◆ **Given passage**:
______
HNTB was lead designer for the SR99 Tunnel Project in Seattle. The tunnel was completed in 2017 and opened in 2019.

HNTB was the independent design verifier for the Istanbul Strait Crossing tunnel in Turkey. The tunnel, also known as the Eurasia Tunnel, established a connection between the European and Asian sides of the city, and opened in 2016. The project won a 2016 Global Best Project award from Engineering News-Record, and engineering industry publication, in the Bridge/Tunnel category.

==Awards==
The Milwaukee Office (Milwaukee, Wisconsin) was named No 1. Best Place to Work in Milwaukee in 2020, 2021, & 2022 by Milwaukee's Business Journal.

Ashley Booth, HNTB's national streetcar practice leader, was named to Mass Transit Magazine's Top 40 Under 40 2017 list.

Tim Faerber, PE, a senior vice president at HNTB, received ENR Midwest's Legacy Award in 2017. Faerber was the fourth person to win the award. During his career, he has led HNTB's Illinois operations and was Great Lakes Division president from 2010 to 2013.
______
◆ **Exercises to complete**:
- A) According to the HNTB text, what was HNTB's role on the Istanbul Strait Crossing tunnel in Turkey?
- B) Reproduce everything in the HNTB text from "HNTB was the" down to "40 2017 list.".
- C) Write what follows the final sentence of the HNTB text.

[Collection entries]
______
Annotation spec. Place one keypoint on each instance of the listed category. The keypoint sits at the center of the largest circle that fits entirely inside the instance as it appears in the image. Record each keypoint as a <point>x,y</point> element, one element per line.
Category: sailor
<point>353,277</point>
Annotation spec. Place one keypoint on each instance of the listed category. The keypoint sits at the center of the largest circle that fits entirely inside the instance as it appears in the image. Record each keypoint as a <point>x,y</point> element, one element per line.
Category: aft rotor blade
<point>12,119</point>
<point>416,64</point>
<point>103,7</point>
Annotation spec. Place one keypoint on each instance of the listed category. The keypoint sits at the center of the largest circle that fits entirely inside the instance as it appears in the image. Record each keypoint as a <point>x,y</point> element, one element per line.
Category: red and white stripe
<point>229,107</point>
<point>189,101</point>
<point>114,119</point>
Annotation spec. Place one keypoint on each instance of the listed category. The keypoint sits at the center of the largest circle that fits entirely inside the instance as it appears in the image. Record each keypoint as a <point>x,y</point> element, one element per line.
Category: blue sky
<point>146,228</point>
______
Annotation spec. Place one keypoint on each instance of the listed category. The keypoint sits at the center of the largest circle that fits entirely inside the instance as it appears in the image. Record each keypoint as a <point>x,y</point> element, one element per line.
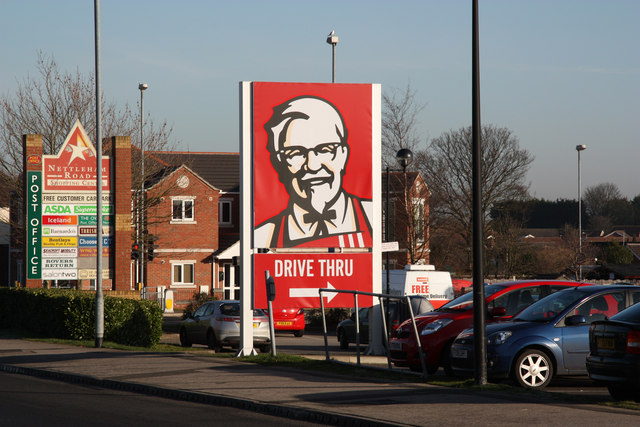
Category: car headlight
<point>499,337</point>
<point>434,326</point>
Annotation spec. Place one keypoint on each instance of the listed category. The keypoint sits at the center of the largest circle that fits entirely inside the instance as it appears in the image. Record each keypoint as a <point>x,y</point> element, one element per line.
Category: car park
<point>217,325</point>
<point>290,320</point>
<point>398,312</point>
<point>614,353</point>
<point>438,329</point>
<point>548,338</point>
______
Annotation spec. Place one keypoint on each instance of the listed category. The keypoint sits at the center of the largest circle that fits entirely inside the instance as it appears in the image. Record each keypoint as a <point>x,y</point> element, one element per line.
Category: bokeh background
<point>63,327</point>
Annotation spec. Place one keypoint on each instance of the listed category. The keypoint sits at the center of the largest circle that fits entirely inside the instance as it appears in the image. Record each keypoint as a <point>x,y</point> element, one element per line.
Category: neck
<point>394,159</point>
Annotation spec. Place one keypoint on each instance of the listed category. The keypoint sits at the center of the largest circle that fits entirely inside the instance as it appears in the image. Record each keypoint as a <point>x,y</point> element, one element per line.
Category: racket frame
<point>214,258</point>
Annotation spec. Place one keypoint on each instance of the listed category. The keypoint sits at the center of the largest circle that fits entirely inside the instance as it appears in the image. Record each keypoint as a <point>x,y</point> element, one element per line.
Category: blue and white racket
______
◆ **Numbered responses**:
- A) HNTB was the independent design verifier.

- B)
HNTB was the independent design verifier for the Istanbul Strait Crossing tunnel in Turkey. The tunnel, also known as the Eurasia Tunnel, established a connection between the European and Asian sides of the city, and opened in 2016. The project won a 2016 Global Best Project award from Engineering News-Record, and engineering industry publication, in the Bridge/Tunnel category.

==Awards==
The Milwaukee Office (Milwaukee, Wisconsin) was named No 1. Best Place to Work in Milwaukee in 2020, 2021, & 2022 by Milwaukee's Business Journal.

Ashley Booth, HNTB's national streetcar practice leader, was named to Mass Transit Magazine's Top 40 Under 40 2017 list.

- C)
Diana Mendes, HNTB's transit/rail market sector leader, Mid-Atlantic Division president and senior vice president, was awarded the 2017 Training Professional of the Year Award by the National Transit Institute.

In 2006, the American Public Works Association named the High Five Interchange as the "Public Works Project of the Year" for its massive size, its innovative design, the complexity and rapidity of its construction and the need it fulfilled for the community. HNTB Corporation received the award as the primary consultant, along with the Texas Department of Transportation as the managing agency and Zachry Construction Corporation as the primary contractor. The award was in recognition of their cooperative alliance in completing the project.